Assignment
Only the lines from the one containing "If you could mark the woman's handbag" through the last line below should be written out, exactly and with both ends kept.

[Image-grounded pointing data]
________________________________________
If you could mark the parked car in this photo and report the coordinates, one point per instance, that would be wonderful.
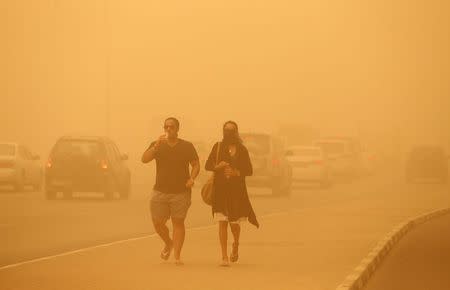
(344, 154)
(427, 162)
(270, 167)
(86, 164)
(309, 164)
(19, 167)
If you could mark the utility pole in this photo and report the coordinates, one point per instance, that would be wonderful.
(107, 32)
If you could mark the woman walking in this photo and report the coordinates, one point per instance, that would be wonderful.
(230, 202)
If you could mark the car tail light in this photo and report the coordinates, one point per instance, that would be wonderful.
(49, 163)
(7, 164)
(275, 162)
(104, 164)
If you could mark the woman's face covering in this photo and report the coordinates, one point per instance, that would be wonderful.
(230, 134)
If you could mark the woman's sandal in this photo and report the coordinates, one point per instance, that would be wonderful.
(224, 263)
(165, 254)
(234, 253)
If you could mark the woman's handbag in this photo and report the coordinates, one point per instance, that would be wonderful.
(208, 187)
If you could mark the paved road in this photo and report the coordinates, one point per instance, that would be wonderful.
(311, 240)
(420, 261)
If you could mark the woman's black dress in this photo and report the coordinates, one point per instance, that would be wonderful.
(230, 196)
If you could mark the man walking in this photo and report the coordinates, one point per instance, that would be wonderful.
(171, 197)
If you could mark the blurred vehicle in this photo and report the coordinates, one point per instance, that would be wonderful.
________________________________________
Result below
If you could mark the woman's handbag in this photo and report the coordinates, one point per instance, that would be wonderful.
(208, 187)
If you could mark the paved road in this photo and report the coordinates, one point per instance, that would be wonderful.
(311, 240)
(420, 261)
If you could mark the woman's black dress in this photo and report the coordinates, one point per instance, that would be wonderful.
(230, 196)
If you could mark the man walking in this photo and report the coordinates, one point per instance, that would be wonderful.
(171, 197)
If you could mark the blurred vehicle in this photo and report the coordinates, one point per instance, that would be wonderful.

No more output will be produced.